# Work instruction
Only the lines of the data below from the one with "Find the chain link fence and" through the one with "Find the girl's eye and" are wanted. Repeat them exactly.

# Listed entries
Start of Block

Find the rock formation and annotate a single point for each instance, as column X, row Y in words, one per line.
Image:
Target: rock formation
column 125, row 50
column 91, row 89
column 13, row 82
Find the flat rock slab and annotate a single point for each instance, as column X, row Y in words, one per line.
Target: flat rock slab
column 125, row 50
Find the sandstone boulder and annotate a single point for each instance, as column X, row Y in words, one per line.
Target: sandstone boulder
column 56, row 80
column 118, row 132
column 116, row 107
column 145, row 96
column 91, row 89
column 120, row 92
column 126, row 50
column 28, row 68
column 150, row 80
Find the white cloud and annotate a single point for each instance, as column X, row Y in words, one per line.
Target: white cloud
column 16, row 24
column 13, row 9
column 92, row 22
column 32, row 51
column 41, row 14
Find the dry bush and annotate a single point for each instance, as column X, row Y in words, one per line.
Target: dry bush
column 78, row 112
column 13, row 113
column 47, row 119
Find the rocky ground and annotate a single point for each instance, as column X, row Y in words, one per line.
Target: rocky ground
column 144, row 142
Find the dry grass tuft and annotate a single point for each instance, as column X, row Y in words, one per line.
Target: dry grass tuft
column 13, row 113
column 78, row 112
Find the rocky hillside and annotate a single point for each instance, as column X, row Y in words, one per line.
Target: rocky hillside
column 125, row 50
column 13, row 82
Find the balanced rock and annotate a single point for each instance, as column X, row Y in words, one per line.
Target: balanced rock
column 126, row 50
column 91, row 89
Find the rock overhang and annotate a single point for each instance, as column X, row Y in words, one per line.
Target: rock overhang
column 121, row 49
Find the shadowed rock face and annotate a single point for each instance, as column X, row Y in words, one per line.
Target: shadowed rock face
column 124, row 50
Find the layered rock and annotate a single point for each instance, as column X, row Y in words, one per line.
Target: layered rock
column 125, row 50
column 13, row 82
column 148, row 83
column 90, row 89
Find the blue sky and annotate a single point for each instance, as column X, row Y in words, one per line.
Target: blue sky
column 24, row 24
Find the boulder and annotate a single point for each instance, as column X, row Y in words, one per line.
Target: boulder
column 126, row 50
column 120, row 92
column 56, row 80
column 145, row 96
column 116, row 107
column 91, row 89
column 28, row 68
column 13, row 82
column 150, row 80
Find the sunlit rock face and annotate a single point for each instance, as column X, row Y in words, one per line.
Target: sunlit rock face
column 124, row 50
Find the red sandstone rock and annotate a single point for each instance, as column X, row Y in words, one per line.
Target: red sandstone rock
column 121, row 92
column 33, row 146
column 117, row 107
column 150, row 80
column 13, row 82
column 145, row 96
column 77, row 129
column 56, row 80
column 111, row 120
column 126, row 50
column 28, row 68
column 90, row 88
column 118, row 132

End of Block
Start of Block

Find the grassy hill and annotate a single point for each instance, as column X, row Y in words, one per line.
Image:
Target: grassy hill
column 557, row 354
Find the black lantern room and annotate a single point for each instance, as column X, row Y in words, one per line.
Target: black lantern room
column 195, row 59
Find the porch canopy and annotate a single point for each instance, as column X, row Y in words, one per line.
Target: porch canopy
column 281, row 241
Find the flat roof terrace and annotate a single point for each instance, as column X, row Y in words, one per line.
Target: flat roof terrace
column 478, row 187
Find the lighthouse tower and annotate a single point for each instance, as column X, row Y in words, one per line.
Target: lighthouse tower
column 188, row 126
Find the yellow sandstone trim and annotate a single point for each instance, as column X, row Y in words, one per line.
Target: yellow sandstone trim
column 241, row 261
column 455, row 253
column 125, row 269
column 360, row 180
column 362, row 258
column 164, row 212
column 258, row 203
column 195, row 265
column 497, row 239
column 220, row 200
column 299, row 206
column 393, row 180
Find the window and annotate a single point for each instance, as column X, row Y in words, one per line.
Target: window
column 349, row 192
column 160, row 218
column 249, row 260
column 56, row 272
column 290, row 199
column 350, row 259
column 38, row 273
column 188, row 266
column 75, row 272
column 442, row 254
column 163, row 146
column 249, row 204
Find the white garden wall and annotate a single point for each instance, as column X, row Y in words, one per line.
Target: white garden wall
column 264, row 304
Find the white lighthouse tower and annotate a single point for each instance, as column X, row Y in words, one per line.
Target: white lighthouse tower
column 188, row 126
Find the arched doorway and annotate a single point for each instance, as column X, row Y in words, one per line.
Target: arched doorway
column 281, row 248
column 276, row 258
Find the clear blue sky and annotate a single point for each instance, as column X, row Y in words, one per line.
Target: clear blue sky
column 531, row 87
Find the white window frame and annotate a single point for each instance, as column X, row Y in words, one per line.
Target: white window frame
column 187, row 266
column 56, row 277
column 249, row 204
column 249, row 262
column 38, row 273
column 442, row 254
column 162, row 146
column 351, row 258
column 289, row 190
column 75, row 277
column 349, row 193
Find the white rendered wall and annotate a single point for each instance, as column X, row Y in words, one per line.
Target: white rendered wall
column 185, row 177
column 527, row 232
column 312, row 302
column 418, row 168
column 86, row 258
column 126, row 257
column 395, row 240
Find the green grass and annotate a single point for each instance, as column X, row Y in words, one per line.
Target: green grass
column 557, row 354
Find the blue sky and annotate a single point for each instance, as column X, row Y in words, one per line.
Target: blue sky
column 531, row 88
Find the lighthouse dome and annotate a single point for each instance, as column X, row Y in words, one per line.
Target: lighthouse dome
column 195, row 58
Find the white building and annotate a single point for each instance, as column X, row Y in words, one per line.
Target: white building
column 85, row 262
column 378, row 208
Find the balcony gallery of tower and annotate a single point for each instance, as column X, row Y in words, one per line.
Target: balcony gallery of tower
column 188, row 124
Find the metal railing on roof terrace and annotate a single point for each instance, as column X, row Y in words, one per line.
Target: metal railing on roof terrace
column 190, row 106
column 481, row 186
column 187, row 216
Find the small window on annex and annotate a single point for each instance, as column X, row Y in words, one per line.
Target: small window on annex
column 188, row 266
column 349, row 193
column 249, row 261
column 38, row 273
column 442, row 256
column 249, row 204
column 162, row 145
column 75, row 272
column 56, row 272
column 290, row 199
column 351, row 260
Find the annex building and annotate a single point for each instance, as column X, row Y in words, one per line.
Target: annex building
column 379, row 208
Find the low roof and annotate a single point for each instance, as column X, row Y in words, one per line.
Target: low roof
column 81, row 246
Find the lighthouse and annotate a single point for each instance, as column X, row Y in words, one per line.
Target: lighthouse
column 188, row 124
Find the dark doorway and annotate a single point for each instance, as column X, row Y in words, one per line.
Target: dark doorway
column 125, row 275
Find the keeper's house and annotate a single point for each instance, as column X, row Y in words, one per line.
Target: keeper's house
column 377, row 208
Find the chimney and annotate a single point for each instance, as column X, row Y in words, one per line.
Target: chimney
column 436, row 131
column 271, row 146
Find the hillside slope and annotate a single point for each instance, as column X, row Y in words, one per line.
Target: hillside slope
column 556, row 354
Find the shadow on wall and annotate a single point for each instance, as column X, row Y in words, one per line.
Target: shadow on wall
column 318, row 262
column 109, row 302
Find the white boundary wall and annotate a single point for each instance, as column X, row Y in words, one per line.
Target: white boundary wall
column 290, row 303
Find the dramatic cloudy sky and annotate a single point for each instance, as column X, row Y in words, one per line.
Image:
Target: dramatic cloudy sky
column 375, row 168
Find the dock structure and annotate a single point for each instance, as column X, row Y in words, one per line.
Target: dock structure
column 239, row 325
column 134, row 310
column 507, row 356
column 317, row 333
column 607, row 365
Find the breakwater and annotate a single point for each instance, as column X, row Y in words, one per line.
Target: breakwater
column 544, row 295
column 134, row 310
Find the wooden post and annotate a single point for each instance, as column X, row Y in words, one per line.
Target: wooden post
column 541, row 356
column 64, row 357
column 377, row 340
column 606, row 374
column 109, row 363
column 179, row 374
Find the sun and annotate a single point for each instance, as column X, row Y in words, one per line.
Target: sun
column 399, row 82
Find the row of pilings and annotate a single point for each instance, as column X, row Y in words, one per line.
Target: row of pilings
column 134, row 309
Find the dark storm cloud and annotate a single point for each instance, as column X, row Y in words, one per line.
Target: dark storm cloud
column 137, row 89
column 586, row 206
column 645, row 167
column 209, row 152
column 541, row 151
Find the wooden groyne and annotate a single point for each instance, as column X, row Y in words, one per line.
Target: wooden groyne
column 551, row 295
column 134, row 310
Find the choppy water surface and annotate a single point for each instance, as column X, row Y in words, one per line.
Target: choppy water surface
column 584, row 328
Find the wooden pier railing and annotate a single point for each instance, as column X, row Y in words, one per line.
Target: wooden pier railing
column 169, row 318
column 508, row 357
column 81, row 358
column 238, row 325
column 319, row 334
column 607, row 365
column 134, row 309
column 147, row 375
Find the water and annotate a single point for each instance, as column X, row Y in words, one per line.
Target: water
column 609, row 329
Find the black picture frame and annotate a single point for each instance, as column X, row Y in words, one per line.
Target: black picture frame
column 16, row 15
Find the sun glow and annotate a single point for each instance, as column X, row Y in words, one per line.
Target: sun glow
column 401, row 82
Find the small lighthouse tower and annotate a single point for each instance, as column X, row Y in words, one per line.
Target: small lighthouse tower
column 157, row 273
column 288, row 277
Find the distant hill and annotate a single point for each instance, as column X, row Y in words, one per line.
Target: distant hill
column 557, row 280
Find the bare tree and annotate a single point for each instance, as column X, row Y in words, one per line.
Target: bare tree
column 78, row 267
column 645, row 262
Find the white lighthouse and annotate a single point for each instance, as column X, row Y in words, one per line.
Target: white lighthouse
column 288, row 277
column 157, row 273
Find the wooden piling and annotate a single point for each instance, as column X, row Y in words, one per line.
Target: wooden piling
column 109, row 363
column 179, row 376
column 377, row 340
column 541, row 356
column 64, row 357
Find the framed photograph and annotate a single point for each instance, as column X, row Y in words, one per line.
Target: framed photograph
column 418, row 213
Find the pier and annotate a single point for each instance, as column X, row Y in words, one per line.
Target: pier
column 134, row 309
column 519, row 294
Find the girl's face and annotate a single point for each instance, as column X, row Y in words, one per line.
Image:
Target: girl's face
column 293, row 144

End of Block
Start of Block

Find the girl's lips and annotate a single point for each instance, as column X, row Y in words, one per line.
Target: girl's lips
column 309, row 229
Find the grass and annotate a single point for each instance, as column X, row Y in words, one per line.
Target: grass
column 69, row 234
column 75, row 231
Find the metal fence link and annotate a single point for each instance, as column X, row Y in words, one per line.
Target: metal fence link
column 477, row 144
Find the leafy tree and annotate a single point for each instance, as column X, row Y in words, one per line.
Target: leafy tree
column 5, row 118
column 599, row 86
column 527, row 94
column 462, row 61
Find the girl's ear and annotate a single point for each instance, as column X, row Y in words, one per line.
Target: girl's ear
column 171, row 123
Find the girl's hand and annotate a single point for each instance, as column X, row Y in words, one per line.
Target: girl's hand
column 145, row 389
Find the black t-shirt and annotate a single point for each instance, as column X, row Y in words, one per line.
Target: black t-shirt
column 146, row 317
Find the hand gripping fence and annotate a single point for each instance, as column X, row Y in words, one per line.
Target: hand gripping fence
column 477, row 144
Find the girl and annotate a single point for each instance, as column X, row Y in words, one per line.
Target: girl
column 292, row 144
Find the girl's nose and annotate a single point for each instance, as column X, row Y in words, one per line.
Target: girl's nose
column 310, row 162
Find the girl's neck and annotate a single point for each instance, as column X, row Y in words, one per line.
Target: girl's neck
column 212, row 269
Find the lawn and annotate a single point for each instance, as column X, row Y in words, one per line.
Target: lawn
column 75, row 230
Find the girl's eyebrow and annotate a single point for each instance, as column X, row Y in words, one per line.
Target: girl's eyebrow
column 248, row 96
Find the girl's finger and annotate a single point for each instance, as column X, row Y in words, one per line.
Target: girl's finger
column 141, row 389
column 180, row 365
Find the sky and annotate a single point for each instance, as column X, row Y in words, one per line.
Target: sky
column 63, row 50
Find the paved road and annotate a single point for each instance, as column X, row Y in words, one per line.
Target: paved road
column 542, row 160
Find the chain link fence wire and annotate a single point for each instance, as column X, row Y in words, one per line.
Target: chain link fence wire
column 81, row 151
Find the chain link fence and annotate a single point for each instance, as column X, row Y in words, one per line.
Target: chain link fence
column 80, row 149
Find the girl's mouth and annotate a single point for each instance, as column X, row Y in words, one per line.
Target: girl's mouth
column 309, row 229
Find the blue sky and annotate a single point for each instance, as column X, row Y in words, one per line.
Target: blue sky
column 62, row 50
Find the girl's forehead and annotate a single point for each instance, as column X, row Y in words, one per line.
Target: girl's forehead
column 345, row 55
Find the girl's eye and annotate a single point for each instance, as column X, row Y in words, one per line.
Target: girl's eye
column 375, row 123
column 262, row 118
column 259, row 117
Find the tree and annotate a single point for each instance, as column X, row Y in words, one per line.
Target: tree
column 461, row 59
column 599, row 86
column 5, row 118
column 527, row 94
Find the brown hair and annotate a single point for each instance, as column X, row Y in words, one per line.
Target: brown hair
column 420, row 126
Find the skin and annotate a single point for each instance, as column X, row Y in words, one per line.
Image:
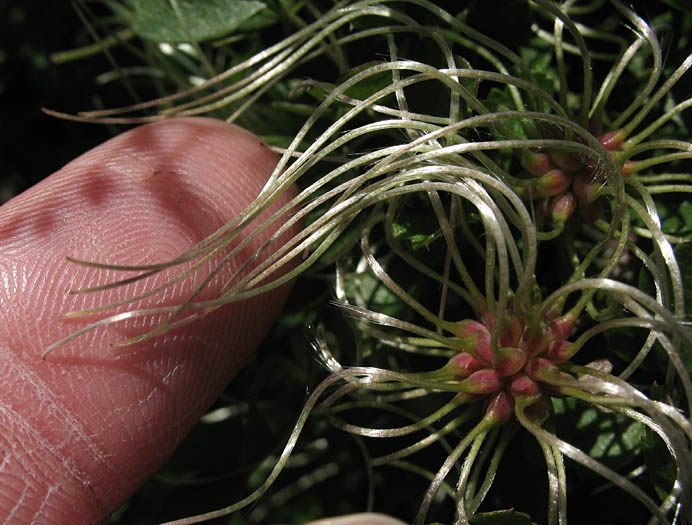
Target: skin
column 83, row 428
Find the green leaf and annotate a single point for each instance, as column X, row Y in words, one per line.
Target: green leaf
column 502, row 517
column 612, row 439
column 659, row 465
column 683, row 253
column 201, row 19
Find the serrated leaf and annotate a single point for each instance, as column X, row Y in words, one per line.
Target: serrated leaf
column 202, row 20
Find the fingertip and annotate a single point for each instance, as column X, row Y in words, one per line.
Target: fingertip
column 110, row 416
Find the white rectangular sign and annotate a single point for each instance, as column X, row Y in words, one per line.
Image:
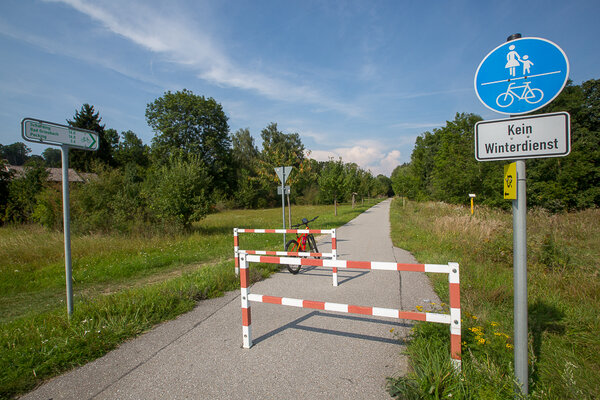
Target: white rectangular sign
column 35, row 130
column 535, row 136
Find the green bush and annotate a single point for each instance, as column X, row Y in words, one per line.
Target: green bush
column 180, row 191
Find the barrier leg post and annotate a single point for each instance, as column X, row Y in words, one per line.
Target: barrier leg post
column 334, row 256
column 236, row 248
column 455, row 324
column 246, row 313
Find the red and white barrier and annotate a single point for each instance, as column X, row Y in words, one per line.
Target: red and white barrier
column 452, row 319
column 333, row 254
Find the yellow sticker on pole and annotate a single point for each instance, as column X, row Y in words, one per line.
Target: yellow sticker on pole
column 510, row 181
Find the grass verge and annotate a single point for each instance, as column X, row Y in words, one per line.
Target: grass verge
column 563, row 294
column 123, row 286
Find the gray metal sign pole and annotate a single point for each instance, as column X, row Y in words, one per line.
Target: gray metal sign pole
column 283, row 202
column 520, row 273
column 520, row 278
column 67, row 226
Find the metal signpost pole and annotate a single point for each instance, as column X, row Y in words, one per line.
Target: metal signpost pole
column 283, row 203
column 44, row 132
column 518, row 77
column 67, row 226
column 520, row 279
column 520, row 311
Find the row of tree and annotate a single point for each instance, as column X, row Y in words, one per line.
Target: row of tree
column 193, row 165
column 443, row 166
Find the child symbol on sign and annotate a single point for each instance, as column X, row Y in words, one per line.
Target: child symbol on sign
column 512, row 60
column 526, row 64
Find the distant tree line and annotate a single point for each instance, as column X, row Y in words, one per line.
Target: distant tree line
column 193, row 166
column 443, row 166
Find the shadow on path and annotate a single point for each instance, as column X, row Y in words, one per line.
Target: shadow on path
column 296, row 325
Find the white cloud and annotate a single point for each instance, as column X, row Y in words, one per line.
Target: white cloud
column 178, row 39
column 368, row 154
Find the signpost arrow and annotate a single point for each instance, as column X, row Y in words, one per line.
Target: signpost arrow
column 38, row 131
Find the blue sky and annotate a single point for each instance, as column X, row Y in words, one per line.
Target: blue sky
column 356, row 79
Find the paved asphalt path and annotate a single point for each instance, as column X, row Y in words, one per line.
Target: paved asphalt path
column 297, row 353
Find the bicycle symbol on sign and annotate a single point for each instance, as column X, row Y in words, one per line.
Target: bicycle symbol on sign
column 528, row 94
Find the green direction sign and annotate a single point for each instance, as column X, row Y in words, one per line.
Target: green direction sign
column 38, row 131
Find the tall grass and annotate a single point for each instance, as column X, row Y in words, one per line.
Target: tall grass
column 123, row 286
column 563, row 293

End of Block

# Solved exercise
Find the chain link fence and annotate a single point for each instance, as column X, row Y in words, one per line.
Target: chain link fence
column 80, row 149
Find the girl's mouth and annotate a single point for each instance, as column X, row Y in words, one per line.
Target: girl's mouth
column 309, row 229
Find the blue sky and annotate a single point for each instance, as column X, row Y in words, one per line.
Target: blue sky
column 62, row 50
Find the girl's forehead and annotate a single point for each instance, as column X, row Y in words, one per line.
Target: girl's forehead
column 345, row 55
Find the girl's eye and annotate a single point for each instance, as column X, row Y in words, one per line.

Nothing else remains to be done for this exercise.